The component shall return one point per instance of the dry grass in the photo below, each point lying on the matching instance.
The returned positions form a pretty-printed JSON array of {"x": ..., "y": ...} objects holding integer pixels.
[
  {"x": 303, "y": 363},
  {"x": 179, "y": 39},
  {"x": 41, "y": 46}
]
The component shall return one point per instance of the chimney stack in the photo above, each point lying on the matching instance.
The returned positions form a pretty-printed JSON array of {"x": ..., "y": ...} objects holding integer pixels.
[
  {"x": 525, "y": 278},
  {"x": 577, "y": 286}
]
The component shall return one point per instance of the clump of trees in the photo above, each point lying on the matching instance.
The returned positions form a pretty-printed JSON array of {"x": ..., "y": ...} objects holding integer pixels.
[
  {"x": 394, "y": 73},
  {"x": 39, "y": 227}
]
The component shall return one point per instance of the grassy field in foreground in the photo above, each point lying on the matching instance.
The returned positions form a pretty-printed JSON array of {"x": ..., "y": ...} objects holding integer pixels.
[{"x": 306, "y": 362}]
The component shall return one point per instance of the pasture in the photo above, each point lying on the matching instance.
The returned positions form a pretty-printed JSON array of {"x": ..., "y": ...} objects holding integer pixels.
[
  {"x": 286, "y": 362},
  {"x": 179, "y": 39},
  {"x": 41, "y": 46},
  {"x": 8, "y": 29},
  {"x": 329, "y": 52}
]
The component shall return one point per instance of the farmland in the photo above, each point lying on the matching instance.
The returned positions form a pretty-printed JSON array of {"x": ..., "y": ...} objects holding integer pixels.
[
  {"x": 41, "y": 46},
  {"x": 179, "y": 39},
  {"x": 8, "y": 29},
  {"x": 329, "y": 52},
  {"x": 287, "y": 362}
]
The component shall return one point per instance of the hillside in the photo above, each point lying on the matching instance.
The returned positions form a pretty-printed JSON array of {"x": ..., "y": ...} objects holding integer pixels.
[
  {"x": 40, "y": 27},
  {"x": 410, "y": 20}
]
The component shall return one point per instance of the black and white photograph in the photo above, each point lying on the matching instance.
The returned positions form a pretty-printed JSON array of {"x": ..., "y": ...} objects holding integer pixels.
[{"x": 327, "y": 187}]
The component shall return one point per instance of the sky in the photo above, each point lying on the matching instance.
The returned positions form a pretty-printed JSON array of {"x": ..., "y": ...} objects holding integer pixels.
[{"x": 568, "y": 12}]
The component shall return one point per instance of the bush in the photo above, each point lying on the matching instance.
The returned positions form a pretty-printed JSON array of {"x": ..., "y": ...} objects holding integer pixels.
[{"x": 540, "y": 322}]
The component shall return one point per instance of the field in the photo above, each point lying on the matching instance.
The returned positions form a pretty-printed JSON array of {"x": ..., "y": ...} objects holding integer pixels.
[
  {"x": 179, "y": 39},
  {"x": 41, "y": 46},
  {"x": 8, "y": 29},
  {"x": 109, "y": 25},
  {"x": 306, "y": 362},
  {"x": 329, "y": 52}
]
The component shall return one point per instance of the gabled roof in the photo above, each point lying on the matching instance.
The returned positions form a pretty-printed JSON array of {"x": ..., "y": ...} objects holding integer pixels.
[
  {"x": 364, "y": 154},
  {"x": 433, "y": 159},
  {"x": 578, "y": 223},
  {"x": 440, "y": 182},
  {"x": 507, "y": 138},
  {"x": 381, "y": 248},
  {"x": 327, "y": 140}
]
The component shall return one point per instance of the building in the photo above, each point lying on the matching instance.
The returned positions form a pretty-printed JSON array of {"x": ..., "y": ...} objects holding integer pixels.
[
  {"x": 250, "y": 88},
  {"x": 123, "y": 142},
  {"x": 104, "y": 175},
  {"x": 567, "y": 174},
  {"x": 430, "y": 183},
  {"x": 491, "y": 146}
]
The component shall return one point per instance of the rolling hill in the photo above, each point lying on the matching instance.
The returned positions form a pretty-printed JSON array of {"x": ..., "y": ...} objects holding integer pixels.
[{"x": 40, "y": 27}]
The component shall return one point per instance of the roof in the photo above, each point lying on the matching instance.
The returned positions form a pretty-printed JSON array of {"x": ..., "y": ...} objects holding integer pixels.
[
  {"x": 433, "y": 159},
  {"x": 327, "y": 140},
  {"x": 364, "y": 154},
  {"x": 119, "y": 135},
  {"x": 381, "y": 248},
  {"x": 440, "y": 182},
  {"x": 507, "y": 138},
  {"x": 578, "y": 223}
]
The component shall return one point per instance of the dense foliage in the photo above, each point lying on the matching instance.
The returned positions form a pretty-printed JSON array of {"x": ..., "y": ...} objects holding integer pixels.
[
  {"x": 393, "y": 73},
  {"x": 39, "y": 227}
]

__Problem description__:
All of the material is to be copied word for word.

__Your solution__:
The component shall return one point per instance of the dry grass in the photo below, each point lying on the matching instance.
The returned positions form a pretty-printed JSON array of {"x": ..., "y": ...} objects holding integer pixels.
[
  {"x": 303, "y": 363},
  {"x": 179, "y": 39},
  {"x": 41, "y": 46}
]
The component shall return one point per instance of the chimney stack in the photo above, each point lying on the matching instance.
The returned positions form a pretty-printed JSON array of {"x": ..., "y": ...} objects holding integer pixels.
[
  {"x": 525, "y": 278},
  {"x": 577, "y": 286}
]
The component shall return one point per instance of the clump of trees in the photo above, each point lying on the matching instance.
The returned positions form a pretty-printed JSON array of {"x": ..., "y": ...} objects holding integer pixels.
[
  {"x": 394, "y": 73},
  {"x": 39, "y": 227}
]
The component shall return one point per instance of the grassy field in foreground in the photo above, each point lying on the matching instance.
The returned positions form a pretty-printed JSON array of {"x": ..., "y": ...} objects holding integer pixels.
[{"x": 306, "y": 362}]
The component shall return one point per instance of the pasture in the photo above, each point lying on the matching instance.
The returned positions form a pretty-printed JSON array of {"x": ..., "y": ...} objects holding integer pixels.
[
  {"x": 286, "y": 362},
  {"x": 179, "y": 39},
  {"x": 41, "y": 46},
  {"x": 8, "y": 29},
  {"x": 329, "y": 52}
]
The component shall return one point per instance of the farmland in the photo above, each point lying on the matching instance.
The returned positions form a pretty-printed JSON array of {"x": ..., "y": ...} objects holding integer pixels.
[
  {"x": 41, "y": 46},
  {"x": 179, "y": 39},
  {"x": 8, "y": 29},
  {"x": 329, "y": 52},
  {"x": 287, "y": 362}
]
The component shall return one point per instance of the hillside in the photo above, each point lying on the matching instance.
The returned positions form a pretty-printed JSON array of {"x": ..., "y": ...} objects holding integer pixels.
[
  {"x": 40, "y": 27},
  {"x": 410, "y": 20}
]
The component shall return one point per instance of the black and white photograph in the photo above, each point lying on the matching instance.
The returned positions form a pretty-printed JSON array of {"x": ..., "y": ...} objects holding integer pixels.
[{"x": 327, "y": 187}]
The component shall return one point per instance of the sky in the photo above, each point lying on the matching instance.
The returned positions form a pretty-printed JSON array of {"x": ..., "y": ...} objects holding integer pixels.
[{"x": 568, "y": 12}]
The component shall return one point per instance of the bush in the photo above, each point lying on the matching instance.
The returned positions form a pretty-printed JSON array of {"x": ..., "y": ...} objects holding integer pixels.
[{"x": 540, "y": 322}]
The component shall return one point per instance of the field in the photo above, each point lying on the matching instance.
The returned positions form a pretty-printed JSON array of {"x": ..., "y": ...} objects holding integer pixels.
[
  {"x": 179, "y": 39},
  {"x": 41, "y": 46},
  {"x": 8, "y": 29},
  {"x": 109, "y": 25},
  {"x": 306, "y": 362},
  {"x": 329, "y": 52}
]
The component shall return one point per instance of the gabled roof in the photo above, each point lying on the matching instance.
The returned positions form a pretty-printed JSON array of {"x": ..., "y": ...} objects holding integer pixels.
[
  {"x": 364, "y": 154},
  {"x": 433, "y": 159},
  {"x": 578, "y": 223},
  {"x": 440, "y": 182},
  {"x": 507, "y": 138},
  {"x": 381, "y": 248},
  {"x": 327, "y": 140}
]
The component shall return one point per instance of the building in the photo above, each point lying on the matching instance.
The returned positions form a pretty-printed JSON array of {"x": ..., "y": ...} objects holding integer pixels.
[
  {"x": 250, "y": 88},
  {"x": 123, "y": 142},
  {"x": 104, "y": 175},
  {"x": 567, "y": 174},
  {"x": 430, "y": 183},
  {"x": 491, "y": 146}
]
The component shall return one point per instance of the rolling hill in the photo above, each point lying on the matching instance.
The returned positions form a pretty-printed JSON array of {"x": ..., "y": ...} objects holding integer pixels.
[{"x": 40, "y": 27}]
The component shall return one point per instance of the roof in the photo above, each point lying on the matching instance.
The returned positions form a pretty-printed JSON array of {"x": ..., "y": ...} objects holding integer pixels.
[
  {"x": 433, "y": 159},
  {"x": 327, "y": 140},
  {"x": 364, "y": 154},
  {"x": 119, "y": 135},
  {"x": 381, "y": 248},
  {"x": 440, "y": 182},
  {"x": 507, "y": 138},
  {"x": 578, "y": 223}
]
The component shall return one point per instance of the dense foliage in the photo above, each point lying on the matching instance.
The returned positions form a pretty-printed JSON array of {"x": ..., "y": ...} objects holding integer pixels.
[
  {"x": 393, "y": 73},
  {"x": 39, "y": 227}
]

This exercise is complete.